These were among the far-reaching proposals Rendell presented yesterday as a way, he said, to restore the "public's trust" after the uproar over the 2005 legislative pay raise, and more recent revelations of lavish legislative bonuses and exorbitant spending by the state's college loan agency.

Things are crazy in Harrisburg right now, with legislators really heeding the call to clean up the way the system works. And now, these proposals will not magically end poverty or something, but they will go a long way to restoring a little bit of trust in State Government.

I also liked this part:

His voice rising, his fist pounding the dais, Rendell said that if lawmakers were true "citizen soldiers," Pennsylvania might finally be able to enact a law halting straw purchases of handguns.

Speaking on a day when Philadelphia recorded its third gun killing in 24 hours, Rendell said that if lawmakers' terms were limited, they might be less fearful of the gun lobby and more likely to support a long-stalled proposal to limit handgun purchases to one a month.

In other words, from the guy who was tried everything- including partnerships with the NRA- the only way we get gun control in Philly is structural reforms in how the system works, to lessen the impacts of special interests. The other ideas- campaign finance, merit selection of judges and others are also things I think are flat out good ideas. (And, if we has merit selections of judges, it would mean Judge Jones, who is about to have to raise millions for a statewide raise, would already be appointed to the Court.)

Consider this: We have some of the worst sunshine laws in the Country. We have zero campaign finance. We force judges to raise seven figures, before they are supposed to be impartial. This is the kind of stuff that if changed would be really positive. (The merit selection of judges, of course, is not going to happen.)

I agree with much of

I agree with much of Rendell's proposal. But, I strongly disagree with shrinking the size of the legislature. I think it will have the opposite effect and will lead to even more difficulty in having as much a democractic process as we should.

Sort of agree

I would leave the Senate the way it is. And, I don't have a problem with the size of the legislature in general, anyway.

But, I would trade shrinking it if, and this is a big if, that money was poured into staffing up the State Reps. They have really small staffs, which I think leads to little creative policy, and having special interests telling you how to vote- since you cannot have read many of the bills anyway.

Either way, I think we get better government if we had more staffers in the State House.

More Staffers

It would certainly go a long way towards plugging Rep. Mark Cohen's argument that state reps can't push political reform and progressive social policy at the same time.

Great comment.

Seriously, I'm sitting here laughing out loud.

I wonder what Rep. Cohen thinks about this????

I'm not sure about shrinking

I'm not sure about shrinking the legislature, and I think nonpartisan elections for judges would be better than no elections at all. But I was particularly impressed by this:

Legislative reapportionment

Creates a nine-member "citizens commission" to draw district lines, with one member appointed by the governor, one by each legislative caucus, and four by the state Supreme Court.

And this:

Most of Rendell's proposals would require amending the state constitution - which means bills must pass the General Assembly in two consecutive sessions and then be placed on the ballot for approval by voters. Rendell wants the proposals to become law by the 2012 election.
= = =
**Problems and tasks**
**1)** Answer these questions about the post on Rendell's proposals above:
(a) Which gun killing in 24 hours had Philadelphia recorded on the day Rendell spoke?
(b) How many members would the "citizens commission" that draws district lines have?
(c) By which election does Rendell want the proposals to become law?
**2)** In the data entries below, start with the line that contains "Would it be possible for you to locate the field" and go on through the line that contains "left=145, top=147, right=394, bottom=222". Express only those lines as a Markdown table with the columns Position and Text, skipping any blank lines.

Data entries
= = =
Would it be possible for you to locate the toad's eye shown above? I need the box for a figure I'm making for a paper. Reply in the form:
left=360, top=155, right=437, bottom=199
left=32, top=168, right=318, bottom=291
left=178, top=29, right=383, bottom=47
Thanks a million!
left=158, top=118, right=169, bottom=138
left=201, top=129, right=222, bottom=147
= = =
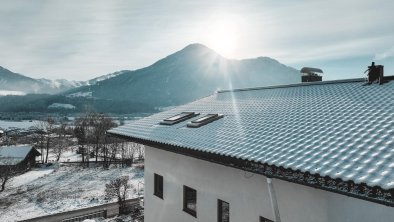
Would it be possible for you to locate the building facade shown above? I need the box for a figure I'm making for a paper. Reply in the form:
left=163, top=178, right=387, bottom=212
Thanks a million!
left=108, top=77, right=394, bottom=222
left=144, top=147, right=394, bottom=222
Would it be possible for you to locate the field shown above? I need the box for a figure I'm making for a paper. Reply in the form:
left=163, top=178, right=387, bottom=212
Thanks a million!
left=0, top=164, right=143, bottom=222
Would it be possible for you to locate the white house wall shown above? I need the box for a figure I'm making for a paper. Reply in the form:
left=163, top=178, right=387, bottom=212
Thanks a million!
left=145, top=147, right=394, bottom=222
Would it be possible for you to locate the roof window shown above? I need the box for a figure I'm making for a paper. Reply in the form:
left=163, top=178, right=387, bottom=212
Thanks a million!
= = =
**Worked solutions**
**1)**
(a) Its third.
(b) Nine.
(c) The 2012 election.

**2)**
| Position | Text |
|---|---|
| 1 | Would it be possible for you to locate the field shown above? I need the box for a figure I'm making for a paper. Reply in the form: |
| 2 | left=163, top=178, right=387, bottom=212 |
| 3 | Thanks a million! |
| 4 | left=0, top=164, right=143, bottom=222 |
| 5 | Would it be possible for you to locate the white house wall shown above? I need the box for a figure I'm making for a paper. Reply in the form: |
| 6 | left=163, top=178, right=387, bottom=212 |
| 7 | Thanks a million! |
| 8 | left=145, top=147, right=394, bottom=222 |